Görev 1 ->
LSG işçilerinin eylemiyle ilgili habere göre lütfen şu soruları yanıtlayın:
(a) İşçiler eylemi hangi şehirdeki parlamento önünde yaptı?
(b) Lufthansa hangi yıldan bu yana LSG işçilerinin kazanılmış haklarına saldırıyor?
(c) Basına sızan bilgilere göre devletin Lufthansa'ya yapacağı söylenen yardım ne kadar?
Görev 2 ->
LSG işçilerinin eylemiyle ilgili haberde "Lufthansa yakın zamanda, koronanın" ifadesinden "örgütlemek zorunda kaldılar." ifadesine kadar uzanan bölümü hiç değiştirmeden geri verin.

Metin Parçası ->
====

LSG işçilerinden Hessen parlamentosu önünde eylem

Frankfurt LSG işçileri iş güvencesi için bugün Hessen parlamentosu önündeydiler.

  • Haber
  • |
  • Dünya
  • |
  • 05 Mayıs 2020
  • 21:52

Frankfurt’ta Lufthansa’ya bağlı LSG Sky Chefs işçileri bugün Wiesbaden’deki Hessen eyalet parlamentosu önünde bir eylem gerçekleştirdiler. Öncü işçilerin çağrısıyla parlamento önünde toplanan işçilere BİR-KAR ve Die Linke Hessen teşkilatı da destek verdi. LSG işçileri eylemde “LSG-Avrupa Lufthansa’da kalmalı! Devlet desteği, devletin söz hakkı olmasını da gerektirir!” yazılı pankart açtılar.

Lufthansa tekeli 2013 yılından bu yana LSG işçilerinin kazanılmış haklarına saldırıyor. Bu saldırı 2019 yılında firmanın satılacağı kararıyla bir üst seviyeye çıkarıldı. LSG işçileri ise sosyal hakların gaspına ve özellikle de satış kararına karşı taban inisiyatifine dayalı bir mücadele süreci başlattılar. Bu mücadelenin son iki yılda sınıf devrimcilerinin de yardımıyla daha tanımlı ve daha ileri bir düzeye çıkarılması çabası devam ediyor.

Lufthansa yakın zamanda, koronanın ön günlerinde, LSG’nin satılmasıyla ilgili yaşanan bir takım bürokratik ve finansal sorunları sebep göstererek, satış kararından vazgeçtiğini açıkladı. Fakat onlar bunu dillendirmeseler bile, bu kararın alınmasında LSG işçilerinin ortaya koydukları mücadele ile gittikçe gelişen taban inisiyatifi, örgütlülük ve yükselen bilinç düzeyinin önemli bir etken olduğunu belirtmek gerekiyor. İşçilerin tabandan gelişen mücadelesi, hiçbir şey yapmaya niyeti olmayan sendika bürokrasisini de harekete geçiren bir rol oynadı. Alanda örgütlü olan ver.di sendikasının bürokratları, göstermelik de olsa bir dizi eylem örgütlemek zorunda kaldılar.

Gelinen yerde, korona krizinin en çok etkilediği branşların başında havacılık geliyor. Lufthansa durmadan iflasın eşiğinde olduğunu söyleyerek, devletin yapacağı yardımların miktarını arttırmaya çalışıyor. Bunun için, Germanwings gibi kendisine bağlı bazı havacılık şirketlerini kapatarak veya satışa çıkararak, şantajvari yollara başvurmaktan da geri durmuyor. Basına sızan bilgilere göre devletin Lufthansa’ya 10 milyar euro yardım yapacağı söyleniyor. (Lufthansa ile Hessen eyalet yönetimi arasında yapılan pazarlıklar şeffaflıktan uzak olduğu için bu bilgi teyit edilemiyor.) Bunun yanı sıra Lufthansa, LSG ve kendisine bağlı başka bazı yan kuruluşların devlet tarafından kamulaştırılmasını da talep ediyor. LSG hakkında yeni spekülasyonların dolaşması, iş güvenliği ve kazanılmış haklar konusunda işçilerde yeni kaygılara ve belirsizlere yol açıyor.

====

Verilen Girdiler ->
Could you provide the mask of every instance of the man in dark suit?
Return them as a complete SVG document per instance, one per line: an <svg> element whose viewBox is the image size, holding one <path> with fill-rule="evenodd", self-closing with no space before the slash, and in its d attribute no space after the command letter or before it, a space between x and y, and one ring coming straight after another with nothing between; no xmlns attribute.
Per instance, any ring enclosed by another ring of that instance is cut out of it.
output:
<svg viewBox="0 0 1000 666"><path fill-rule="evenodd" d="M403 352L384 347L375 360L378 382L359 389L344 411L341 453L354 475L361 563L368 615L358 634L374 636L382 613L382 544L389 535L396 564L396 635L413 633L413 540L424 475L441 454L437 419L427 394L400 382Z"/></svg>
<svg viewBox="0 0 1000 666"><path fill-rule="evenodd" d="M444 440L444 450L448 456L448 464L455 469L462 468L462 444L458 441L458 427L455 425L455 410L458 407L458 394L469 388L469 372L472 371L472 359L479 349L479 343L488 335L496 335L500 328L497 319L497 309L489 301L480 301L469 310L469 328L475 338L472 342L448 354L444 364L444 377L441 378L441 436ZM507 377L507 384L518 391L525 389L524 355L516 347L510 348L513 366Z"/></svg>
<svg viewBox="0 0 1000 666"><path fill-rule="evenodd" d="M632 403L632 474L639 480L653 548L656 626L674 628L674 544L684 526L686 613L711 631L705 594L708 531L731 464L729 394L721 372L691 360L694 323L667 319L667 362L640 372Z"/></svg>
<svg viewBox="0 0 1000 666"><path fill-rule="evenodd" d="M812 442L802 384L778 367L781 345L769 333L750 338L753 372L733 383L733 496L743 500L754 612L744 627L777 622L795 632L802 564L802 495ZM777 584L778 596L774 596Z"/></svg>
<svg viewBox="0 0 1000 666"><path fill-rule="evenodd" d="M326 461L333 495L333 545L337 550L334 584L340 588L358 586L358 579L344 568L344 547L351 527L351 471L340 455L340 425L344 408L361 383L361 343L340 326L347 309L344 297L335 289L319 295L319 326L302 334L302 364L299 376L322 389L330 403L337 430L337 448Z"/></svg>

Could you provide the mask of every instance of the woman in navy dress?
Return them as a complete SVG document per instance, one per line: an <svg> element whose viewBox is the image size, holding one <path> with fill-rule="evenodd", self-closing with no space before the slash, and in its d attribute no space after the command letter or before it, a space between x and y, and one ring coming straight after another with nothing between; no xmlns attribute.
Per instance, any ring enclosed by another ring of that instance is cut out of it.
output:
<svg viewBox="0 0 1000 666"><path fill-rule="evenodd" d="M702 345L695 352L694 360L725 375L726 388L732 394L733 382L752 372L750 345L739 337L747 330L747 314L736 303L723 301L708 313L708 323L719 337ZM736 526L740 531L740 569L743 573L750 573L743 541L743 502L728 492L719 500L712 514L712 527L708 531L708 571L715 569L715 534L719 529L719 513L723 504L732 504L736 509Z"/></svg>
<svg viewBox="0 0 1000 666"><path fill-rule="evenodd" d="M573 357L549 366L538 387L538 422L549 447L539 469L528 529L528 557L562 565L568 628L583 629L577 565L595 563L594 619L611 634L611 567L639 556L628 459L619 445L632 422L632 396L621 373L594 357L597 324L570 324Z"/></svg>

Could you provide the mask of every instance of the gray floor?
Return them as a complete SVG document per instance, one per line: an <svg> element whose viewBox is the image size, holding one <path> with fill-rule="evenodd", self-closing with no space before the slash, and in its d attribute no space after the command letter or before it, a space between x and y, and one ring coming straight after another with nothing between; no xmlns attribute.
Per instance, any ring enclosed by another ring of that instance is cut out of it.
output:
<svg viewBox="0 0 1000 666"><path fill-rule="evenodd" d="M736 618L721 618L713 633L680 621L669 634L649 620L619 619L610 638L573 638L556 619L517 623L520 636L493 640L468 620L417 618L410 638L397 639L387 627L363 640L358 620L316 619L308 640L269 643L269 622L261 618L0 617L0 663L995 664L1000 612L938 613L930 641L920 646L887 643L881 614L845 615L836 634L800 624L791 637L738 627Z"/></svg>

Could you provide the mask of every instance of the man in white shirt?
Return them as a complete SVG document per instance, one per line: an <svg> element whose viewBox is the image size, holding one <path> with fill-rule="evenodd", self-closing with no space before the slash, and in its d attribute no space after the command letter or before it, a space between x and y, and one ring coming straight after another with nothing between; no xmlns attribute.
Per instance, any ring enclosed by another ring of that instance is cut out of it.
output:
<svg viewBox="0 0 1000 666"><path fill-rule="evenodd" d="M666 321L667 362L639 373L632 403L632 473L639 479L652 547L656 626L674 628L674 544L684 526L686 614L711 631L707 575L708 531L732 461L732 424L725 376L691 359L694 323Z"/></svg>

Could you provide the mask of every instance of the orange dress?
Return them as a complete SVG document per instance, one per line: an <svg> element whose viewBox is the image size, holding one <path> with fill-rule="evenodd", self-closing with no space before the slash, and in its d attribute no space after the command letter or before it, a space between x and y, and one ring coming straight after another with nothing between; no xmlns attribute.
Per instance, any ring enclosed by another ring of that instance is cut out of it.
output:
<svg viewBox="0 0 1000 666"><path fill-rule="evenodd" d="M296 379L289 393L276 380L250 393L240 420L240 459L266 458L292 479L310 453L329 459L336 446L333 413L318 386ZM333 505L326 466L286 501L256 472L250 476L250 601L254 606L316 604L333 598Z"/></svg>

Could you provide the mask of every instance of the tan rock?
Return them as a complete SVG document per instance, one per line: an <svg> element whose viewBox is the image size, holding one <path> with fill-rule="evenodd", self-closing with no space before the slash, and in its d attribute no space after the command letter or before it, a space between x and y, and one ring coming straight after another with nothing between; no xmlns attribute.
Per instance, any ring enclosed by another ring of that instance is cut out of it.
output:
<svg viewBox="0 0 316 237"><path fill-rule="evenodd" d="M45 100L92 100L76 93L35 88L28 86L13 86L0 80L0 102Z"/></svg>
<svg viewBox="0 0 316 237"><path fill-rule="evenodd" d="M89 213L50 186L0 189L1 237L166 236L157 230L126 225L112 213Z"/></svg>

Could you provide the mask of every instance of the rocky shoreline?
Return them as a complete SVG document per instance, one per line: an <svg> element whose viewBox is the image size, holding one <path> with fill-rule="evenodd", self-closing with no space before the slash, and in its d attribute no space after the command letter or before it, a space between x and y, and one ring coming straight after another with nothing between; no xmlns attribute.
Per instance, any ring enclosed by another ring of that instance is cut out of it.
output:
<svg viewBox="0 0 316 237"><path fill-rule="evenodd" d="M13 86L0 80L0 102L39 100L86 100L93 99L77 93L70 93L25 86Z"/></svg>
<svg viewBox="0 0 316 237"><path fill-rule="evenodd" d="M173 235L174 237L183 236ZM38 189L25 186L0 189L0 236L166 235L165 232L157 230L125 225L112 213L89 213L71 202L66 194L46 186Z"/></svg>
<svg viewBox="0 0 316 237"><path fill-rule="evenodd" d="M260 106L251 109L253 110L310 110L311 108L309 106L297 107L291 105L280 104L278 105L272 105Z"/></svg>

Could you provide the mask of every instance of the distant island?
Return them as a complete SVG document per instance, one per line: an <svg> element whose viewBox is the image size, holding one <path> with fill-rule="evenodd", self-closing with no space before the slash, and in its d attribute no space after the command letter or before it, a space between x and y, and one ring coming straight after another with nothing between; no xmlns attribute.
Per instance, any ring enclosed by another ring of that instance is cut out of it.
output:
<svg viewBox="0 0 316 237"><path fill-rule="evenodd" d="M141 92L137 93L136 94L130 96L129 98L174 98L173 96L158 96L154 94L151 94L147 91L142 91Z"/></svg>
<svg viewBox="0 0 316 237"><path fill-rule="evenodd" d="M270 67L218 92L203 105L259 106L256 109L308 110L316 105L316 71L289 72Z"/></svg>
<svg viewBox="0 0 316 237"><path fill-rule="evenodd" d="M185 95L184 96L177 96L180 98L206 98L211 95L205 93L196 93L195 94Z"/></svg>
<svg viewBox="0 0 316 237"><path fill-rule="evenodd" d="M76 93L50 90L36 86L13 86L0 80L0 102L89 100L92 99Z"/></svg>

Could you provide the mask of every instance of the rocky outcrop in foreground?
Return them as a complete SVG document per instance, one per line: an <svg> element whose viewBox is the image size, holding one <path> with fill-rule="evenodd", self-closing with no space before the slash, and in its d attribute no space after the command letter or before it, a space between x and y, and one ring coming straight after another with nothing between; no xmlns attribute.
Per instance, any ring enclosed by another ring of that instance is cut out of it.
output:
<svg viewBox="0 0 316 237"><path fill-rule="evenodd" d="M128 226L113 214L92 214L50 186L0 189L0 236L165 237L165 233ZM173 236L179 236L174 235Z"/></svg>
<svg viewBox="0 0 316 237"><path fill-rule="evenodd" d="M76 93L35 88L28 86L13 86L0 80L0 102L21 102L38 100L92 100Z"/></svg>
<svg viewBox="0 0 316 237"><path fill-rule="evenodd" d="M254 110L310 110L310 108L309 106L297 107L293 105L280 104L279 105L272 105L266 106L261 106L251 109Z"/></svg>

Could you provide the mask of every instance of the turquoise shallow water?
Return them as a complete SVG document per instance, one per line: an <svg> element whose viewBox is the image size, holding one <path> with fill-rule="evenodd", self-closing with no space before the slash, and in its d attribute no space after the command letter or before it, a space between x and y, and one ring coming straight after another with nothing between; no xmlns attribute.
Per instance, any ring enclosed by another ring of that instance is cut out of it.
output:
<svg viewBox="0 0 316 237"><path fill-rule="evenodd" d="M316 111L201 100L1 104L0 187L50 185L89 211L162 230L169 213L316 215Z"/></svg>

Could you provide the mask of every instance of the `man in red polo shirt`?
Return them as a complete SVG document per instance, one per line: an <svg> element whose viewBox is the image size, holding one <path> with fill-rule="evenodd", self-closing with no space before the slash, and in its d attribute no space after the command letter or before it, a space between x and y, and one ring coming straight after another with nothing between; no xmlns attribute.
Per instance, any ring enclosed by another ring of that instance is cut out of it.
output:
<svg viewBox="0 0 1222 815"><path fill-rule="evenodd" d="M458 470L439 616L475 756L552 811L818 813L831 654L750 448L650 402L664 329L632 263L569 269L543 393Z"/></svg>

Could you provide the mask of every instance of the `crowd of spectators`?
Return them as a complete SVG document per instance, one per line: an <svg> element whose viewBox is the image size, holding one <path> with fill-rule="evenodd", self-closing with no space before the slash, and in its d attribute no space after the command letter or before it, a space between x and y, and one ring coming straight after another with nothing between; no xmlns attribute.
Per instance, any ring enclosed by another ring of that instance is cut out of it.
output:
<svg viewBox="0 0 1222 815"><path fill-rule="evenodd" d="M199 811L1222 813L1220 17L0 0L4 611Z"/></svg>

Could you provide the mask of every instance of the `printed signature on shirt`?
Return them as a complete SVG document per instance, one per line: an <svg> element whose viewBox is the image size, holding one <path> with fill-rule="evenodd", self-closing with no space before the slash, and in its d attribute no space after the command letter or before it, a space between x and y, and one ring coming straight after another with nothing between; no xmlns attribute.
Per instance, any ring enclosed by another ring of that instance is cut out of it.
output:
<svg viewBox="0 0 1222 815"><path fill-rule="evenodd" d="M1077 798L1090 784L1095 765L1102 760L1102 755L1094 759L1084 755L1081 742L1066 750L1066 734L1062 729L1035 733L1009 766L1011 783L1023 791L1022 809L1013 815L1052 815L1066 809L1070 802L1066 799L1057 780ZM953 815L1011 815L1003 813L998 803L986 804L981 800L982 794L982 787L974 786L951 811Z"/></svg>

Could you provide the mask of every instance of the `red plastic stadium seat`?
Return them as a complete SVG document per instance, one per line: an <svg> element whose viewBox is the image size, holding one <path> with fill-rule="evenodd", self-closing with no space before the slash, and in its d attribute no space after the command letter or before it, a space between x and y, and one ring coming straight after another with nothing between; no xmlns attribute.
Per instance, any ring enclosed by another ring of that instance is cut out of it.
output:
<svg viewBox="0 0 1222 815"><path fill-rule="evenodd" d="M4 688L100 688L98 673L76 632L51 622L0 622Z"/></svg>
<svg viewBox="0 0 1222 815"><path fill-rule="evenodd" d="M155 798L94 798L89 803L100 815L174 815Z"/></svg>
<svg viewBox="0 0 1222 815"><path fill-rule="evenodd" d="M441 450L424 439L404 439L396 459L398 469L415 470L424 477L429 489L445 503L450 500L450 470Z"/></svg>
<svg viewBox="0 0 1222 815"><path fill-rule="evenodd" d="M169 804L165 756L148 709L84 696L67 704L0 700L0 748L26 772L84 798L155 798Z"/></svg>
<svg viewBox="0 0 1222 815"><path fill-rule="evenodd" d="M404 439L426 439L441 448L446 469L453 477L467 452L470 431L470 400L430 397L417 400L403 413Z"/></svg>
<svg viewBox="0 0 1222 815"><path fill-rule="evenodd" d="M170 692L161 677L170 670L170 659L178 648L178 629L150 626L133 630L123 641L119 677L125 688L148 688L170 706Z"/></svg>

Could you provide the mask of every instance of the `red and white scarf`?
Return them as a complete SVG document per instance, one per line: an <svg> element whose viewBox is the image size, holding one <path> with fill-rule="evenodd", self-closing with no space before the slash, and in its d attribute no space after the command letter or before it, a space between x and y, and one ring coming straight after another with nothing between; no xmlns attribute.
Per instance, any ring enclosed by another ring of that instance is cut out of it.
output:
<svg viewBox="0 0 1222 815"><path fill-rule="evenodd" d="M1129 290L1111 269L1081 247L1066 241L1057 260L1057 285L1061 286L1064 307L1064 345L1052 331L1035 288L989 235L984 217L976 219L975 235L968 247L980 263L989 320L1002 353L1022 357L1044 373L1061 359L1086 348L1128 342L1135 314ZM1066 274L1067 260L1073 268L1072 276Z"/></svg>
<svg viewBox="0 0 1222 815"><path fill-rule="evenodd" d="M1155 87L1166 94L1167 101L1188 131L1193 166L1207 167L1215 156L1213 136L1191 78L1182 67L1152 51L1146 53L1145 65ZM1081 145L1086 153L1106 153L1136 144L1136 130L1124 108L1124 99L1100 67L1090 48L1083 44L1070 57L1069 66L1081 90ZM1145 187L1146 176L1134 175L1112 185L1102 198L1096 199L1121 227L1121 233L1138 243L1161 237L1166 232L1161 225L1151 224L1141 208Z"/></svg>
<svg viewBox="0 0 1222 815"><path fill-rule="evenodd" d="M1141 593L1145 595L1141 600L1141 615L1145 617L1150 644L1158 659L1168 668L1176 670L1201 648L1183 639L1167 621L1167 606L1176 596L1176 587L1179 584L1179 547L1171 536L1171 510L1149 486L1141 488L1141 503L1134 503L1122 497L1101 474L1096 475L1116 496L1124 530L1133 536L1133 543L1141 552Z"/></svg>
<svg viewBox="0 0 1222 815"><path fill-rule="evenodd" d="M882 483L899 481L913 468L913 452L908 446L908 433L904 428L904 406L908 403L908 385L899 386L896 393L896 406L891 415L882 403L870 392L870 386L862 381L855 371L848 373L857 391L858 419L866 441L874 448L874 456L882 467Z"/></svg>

====

Tam Çıktı 1 ->
(a) Wiesbaden'deki Hessen eyalet parlamentosu önünde.
(b) 2013 yılından bu yana.
(c) 10 milyar euro.

Tam Çıktı 2 ->
Lufthansa yakın zamanda, koronanın ön günlerinde, LSG’nin satılmasıyla ilgili yaşanan bir takım bürokratik ve finansal sorunları sebep göstererek, satış kararından vazgeçtiğini açıkladı. Fakat onlar bunu dillendirmeseler bile, bu kararın alınmasında LSG işçilerinin ortaya koydukları mücadele ile gittikçe gelişen taban inisiyatifi, örgütlülük ve yükselen bilinç düzeyinin önemli bir etken olduğunu belirtmek gerekiyor. İşçilerin tabandan gelişen mücadelesi, hiçbir şey yapmaya niyeti olmayan sendika bürokrasisini de harekete geçiren bir rol oynadı. Alanda örgütlü olan ver.di sendikasının bürokratları, göstermelik de olsa bir dizi eylem örgütlemek zorunda kaldılar.